> DOCUMENT EXTRACT:
────────────────────

We’d had another leakage problem a few weeks ago, but that was Kastle-Meyer reagent in forensic kits, which we produce in relatively small numbers. I found out about that one when I got email from a customer reporting a bad leak that had destroyed the labels on most of the chemicals in the forensic chemical bag.

I didn’t think much about it at the time. These things happen, although very infrequently. So I sent him a new forensic chemical bag that I pulled out of an already-built kit. A few days later, I got email from him that the second bag had the same problem. Shit. So we went back and opened all of the forensic kit chemical bags and found that several of them had KM reagent bottles that had leaked. Double shit.

So we replaced all of the damaged bottles in those bags and pulled out and discarded the KM reagent bottles. I made up new KM reagent bottles, but this time using phenolic-cone caps rather than the standard caps. We’d been using PC caps only on bottles that contained iodine solutions, because iodine vapor penetrated the seal on the standard caps. (Iodine vapor penetrates just about any seal. It really wants to be free.) We use the phenolic caps only when necessary, because they cost about $0.35 each, versus about $0.05/each for the standard caps.

────────────────────

> RECORDS SUPPLIED:
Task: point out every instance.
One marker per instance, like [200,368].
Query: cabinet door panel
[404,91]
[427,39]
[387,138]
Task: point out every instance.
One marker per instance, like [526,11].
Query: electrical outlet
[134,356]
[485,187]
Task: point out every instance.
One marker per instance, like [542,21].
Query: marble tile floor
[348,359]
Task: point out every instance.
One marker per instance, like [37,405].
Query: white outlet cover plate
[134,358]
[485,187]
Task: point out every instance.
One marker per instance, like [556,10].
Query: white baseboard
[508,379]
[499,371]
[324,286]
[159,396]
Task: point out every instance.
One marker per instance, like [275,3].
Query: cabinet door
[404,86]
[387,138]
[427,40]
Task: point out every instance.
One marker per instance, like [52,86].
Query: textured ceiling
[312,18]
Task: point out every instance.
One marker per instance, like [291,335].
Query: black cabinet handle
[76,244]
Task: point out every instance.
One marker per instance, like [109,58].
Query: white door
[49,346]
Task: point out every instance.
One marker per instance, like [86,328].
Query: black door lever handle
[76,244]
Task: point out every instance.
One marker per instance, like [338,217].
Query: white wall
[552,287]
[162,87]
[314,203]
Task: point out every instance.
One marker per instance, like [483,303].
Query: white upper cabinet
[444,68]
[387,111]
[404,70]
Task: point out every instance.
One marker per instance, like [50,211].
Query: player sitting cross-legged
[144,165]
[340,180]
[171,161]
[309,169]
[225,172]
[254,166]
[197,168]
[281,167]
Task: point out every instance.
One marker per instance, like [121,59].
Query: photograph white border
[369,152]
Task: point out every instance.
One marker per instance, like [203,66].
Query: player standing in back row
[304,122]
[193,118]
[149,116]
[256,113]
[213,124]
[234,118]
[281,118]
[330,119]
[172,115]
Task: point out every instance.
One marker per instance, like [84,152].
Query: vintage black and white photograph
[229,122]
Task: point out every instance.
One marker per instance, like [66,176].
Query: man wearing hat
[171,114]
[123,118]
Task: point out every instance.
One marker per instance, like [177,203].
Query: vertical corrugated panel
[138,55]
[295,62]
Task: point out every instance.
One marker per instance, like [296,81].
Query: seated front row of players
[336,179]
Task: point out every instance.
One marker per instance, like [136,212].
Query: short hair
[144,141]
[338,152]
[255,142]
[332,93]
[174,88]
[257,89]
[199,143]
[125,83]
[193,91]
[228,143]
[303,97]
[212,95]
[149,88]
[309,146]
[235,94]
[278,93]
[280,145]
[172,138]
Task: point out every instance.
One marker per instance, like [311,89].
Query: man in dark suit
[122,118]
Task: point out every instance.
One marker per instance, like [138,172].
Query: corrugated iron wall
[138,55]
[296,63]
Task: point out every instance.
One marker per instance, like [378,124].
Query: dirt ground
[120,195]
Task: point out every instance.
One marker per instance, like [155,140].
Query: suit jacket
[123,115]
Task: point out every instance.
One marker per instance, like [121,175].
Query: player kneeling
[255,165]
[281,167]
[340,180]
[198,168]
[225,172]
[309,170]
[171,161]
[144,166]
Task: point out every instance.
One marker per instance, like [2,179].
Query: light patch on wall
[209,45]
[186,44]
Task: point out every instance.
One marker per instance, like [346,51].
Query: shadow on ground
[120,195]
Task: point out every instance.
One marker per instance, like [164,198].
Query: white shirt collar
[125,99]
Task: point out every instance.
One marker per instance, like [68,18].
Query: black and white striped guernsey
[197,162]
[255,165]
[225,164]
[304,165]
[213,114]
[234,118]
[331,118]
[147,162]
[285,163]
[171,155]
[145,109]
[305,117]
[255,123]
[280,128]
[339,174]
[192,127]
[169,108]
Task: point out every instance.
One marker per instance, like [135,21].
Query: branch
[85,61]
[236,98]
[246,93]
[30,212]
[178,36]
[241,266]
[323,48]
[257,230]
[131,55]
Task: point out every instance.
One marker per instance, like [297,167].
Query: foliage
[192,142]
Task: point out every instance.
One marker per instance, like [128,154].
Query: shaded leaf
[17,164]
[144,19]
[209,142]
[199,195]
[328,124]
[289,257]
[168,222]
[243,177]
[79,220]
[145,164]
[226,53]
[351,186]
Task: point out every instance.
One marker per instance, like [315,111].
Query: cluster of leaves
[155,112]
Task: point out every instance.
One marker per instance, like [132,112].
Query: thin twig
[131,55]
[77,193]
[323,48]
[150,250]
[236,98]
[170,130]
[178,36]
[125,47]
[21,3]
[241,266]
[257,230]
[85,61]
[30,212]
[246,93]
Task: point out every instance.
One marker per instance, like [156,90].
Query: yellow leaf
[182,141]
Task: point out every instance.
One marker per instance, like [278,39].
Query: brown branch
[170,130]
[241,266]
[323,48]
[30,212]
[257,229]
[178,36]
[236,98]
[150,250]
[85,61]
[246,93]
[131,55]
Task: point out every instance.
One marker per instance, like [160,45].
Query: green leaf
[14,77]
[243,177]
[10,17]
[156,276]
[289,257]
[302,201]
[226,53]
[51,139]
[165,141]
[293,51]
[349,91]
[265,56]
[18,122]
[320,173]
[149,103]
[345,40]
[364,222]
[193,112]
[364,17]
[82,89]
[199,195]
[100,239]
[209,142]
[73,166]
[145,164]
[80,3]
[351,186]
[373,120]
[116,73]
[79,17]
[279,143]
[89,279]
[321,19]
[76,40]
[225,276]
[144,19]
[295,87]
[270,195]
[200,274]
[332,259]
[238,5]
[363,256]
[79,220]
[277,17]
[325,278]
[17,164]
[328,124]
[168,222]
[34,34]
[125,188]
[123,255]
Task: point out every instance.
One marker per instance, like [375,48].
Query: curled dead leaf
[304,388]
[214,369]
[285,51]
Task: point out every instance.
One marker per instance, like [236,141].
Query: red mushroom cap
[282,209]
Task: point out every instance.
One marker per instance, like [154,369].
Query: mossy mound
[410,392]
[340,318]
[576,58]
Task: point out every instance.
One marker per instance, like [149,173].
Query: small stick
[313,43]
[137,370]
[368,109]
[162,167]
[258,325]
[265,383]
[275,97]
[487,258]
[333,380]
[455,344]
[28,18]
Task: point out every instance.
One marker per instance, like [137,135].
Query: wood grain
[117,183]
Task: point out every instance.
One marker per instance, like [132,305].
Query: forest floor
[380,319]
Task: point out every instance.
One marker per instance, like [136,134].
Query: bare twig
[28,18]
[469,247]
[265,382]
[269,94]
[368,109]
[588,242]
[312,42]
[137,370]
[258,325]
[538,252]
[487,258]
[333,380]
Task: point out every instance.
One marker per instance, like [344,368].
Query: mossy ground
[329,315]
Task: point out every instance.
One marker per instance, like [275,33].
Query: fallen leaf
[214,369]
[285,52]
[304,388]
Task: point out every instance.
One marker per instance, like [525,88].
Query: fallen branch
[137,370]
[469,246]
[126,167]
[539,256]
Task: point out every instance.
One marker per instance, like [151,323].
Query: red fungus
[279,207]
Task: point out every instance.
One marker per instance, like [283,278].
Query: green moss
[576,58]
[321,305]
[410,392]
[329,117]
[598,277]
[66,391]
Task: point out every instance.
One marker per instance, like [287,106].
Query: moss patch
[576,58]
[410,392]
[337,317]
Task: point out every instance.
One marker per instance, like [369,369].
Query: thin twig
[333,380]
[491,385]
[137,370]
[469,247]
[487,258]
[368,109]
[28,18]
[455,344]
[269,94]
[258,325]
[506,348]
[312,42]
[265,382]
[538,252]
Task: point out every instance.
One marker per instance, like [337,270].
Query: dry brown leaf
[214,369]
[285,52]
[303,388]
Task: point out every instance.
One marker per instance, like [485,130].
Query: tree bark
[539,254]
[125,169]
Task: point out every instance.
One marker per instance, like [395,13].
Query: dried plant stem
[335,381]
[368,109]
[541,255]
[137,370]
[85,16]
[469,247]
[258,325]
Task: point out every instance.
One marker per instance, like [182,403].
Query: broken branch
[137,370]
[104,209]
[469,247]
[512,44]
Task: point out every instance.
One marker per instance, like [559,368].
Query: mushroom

────────────────────

> WRITTEN REQUEST 1: Gather every line of the records that contains the string "leaf", matching case exactly.
> WRITTEN REQUEST 2: Extend the account of the leaking reagent bottles in the forensic kits, starting after its last sentence.

> EXPECTED ANSWER 1:
Query: shaded leaf
Query: yellow leaf
Query: green leaf
Query: curled dead leaf
Query: fallen leaf
Query: dry brown leaf

> EXPECTED ANSWER 2:
We’d also made up 90 bottles of Lugol’s iodine solution a few days ago, using the phenolic caps as we’ve been doing since we found out a couple of years ago that they were necessary on iodine bottles. I was very surprised to find that there was a problem with those bottles as well. Over just a few days, enough iodine vapor had escape to turn the labels light brown. That’s really only a cosmetic issue; there was no actual leak. Everyone has this problem with iodine solutions. Here, for example, is an image on the Home Science Tools website of their iodine solution, brown stains and all.

So we’re replacing the standard caps on the undamaged hydrochloric acid bottles with phenolic caps. As a belt-and-suspender measure, I decided we’ll also package both the hydrochloric acid bottles and iodine bottles in individual sealed plastic bags. That means we need to go back and open every chemical bag that we have in stock and make that change. It’s probably several days’ work, but it has to be done.

I don’t expect our bottle vendor to do anything about the situation. I’ve determined the problem is with the amber-glass bottles themselves. I suspect a production issue. We’ve used the standard caps for a long time. They’re literally from the same bag of 5,000 that I ordered long ago. And there were never any problems with them until recently. We buy the bottles themselves in small quantities, but this problem has showed up with bottles from several different cases/batches. I think they’re doing something different recently with the bottles themselves.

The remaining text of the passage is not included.